**Extracted data entries**
++++

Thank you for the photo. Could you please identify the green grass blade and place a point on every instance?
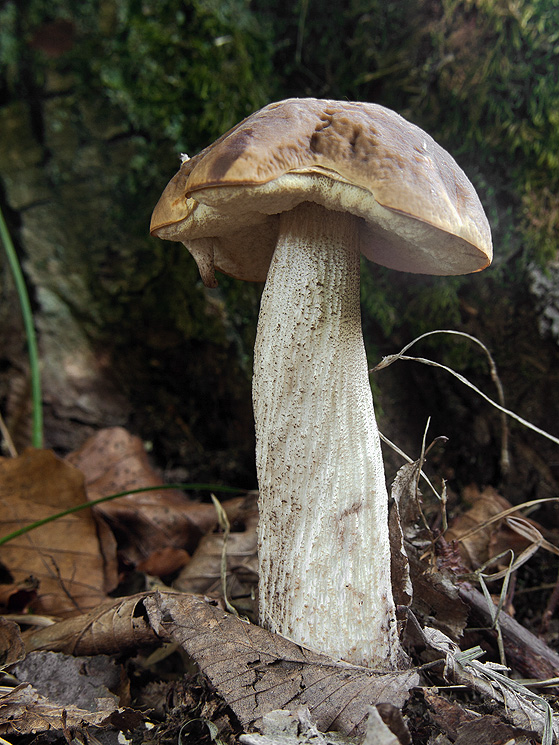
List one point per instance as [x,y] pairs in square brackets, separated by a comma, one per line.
[85,505]
[37,435]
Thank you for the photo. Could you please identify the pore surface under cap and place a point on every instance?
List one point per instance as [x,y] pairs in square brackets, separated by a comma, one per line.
[417,210]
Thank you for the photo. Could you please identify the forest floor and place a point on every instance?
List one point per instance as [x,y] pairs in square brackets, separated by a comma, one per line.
[135,621]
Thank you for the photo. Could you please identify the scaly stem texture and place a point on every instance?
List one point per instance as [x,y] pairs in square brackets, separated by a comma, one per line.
[323,534]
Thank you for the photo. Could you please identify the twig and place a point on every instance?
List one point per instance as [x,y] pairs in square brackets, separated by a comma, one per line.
[386,361]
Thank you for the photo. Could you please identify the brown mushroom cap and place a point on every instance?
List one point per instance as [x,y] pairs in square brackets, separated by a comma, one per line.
[417,210]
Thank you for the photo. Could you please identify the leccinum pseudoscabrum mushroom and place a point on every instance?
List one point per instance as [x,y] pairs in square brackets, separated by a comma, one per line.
[293,195]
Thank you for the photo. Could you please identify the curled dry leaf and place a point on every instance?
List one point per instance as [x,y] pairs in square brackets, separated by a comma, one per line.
[113,461]
[481,542]
[256,671]
[24,711]
[73,558]
[115,628]
[11,643]
[466,728]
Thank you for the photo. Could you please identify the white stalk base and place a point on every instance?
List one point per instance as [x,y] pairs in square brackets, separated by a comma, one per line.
[324,552]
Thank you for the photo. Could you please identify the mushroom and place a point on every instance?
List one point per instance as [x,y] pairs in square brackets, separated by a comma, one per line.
[293,195]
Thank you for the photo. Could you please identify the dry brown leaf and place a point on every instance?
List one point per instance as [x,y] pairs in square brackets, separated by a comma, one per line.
[256,671]
[113,461]
[15,598]
[73,557]
[115,628]
[467,728]
[11,643]
[90,683]
[487,541]
[24,711]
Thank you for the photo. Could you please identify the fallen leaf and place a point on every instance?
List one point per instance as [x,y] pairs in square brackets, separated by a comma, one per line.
[479,542]
[520,706]
[202,575]
[113,461]
[116,627]
[90,683]
[11,643]
[15,598]
[24,711]
[73,558]
[256,671]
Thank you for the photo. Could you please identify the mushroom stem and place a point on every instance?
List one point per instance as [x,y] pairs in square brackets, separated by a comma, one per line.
[323,535]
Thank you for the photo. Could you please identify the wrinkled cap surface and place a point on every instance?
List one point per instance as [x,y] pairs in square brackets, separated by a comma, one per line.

++++

**Written instruction**
In all the rows above, rename "place a point" to "put a marker" and change nothing else. Leave the pictures out of your output.

**Answer for this exercise**
Thank you for the photo. Could you please identify the green grass blade and put a marker on every instance?
List one point per instance as [x,y] pairs in square brackets, separated by a comma, one per line.
[85,505]
[37,435]
Thank you for the photo. Could you please identify the pore surface under cap and put a marker on every instance?
List one point per instance as [x,y] pairs in square brackets, separated by a comma, one per line.
[417,210]
Thank you for the photo. Could you please identify the forest floor and put a marker on every instance?
List one point per instance as [x,y] pairs in square brackets, separated by a comma, one per line.
[135,621]
Thank you for the photo. Could you please identify the scaly stem texture and put a marker on every instance?
List one point per instance as [x,y] pairs in square brackets, separated by a comma, one per line.
[323,534]
Thank you for the photo. Could you please identify the twig and put a marker on every instance?
List one point per instance as [x,y] pairs in square brackets, separated by a comma, one per line.
[386,361]
Thank you for the photo. Could you please identify the brown mushroom cap and put a marker on every instance?
List one point per instance as [x,y] pairs in square brackets, separated by a comma, one per line.
[417,210]
Thank you for the photo. Could you please identify the leccinum pseudoscabrum mushroom and put a marker on every instance?
List one point per instance as [x,y] pairs in square brackets, separated by a comma, one per line.
[293,195]
Thank you for the photo. Could you please identify the curled dry leaf and put a marker on every instance?
List one point per instance as [x,y] pairs in square brackets, separated by a comma, one per line.
[113,461]
[481,542]
[256,671]
[24,711]
[73,558]
[115,628]
[11,643]
[466,728]
Thank you for the photo. Could you please identify the white stalk base and put a marker on every instance?
List one point per instance as [x,y] pairs in square brackets, separated by a comma, one per line.
[324,552]
Thank you for the photo. Could you please identify the mushroom and put a marker on every instance?
List one point per instance as [x,y] pairs in square brackets, separated by a comma, one per line.
[293,195]
Thank you for the photo. Could you please identify the dry brown leaf and put a marker on every instance?
List one point per instance as [x,y] pairs in square brackets, separated by a comma, one per line.
[256,671]
[113,461]
[15,598]
[73,557]
[115,628]
[467,728]
[11,643]
[90,683]
[487,541]
[24,711]
Thank you for the photo. Could you please identify the fallen leaf and put a marker on every instance?
List one point per instance as [x,y] pairs in square brackets, separated by a comma, one per line.
[479,542]
[520,706]
[202,575]
[113,461]
[116,627]
[90,683]
[11,643]
[15,598]
[24,711]
[73,558]
[256,671]
Thank you for the photo. Could you please identify the mushroom stem and put a marker on every instance?
List one point per instance as [x,y] pairs in square brackets, separated by a comma, one per line.
[323,535]
Thank you for the photo. Could you please identify the wrinkled cap surface and put a marker on every instance?
List one point per instance as [x,y] pairs in square brackets, separated by a comma, one per line.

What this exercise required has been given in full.